_RECORDS SHOWN:_
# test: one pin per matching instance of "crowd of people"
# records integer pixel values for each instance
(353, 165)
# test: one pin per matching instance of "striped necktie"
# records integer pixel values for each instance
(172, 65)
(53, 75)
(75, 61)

_WHAT THIS TASK INVOLVES:_
Would you repeat each of the records above exactly?

_FINAL ANSWER:_
# test: one pin per matching instance of "crowd of people"
# records integer pixel values for each instance
(353, 165)
# test: one pin per matching instance of "striped necktie"
# records integer pixel values for each instance
(172, 65)
(53, 75)
(75, 61)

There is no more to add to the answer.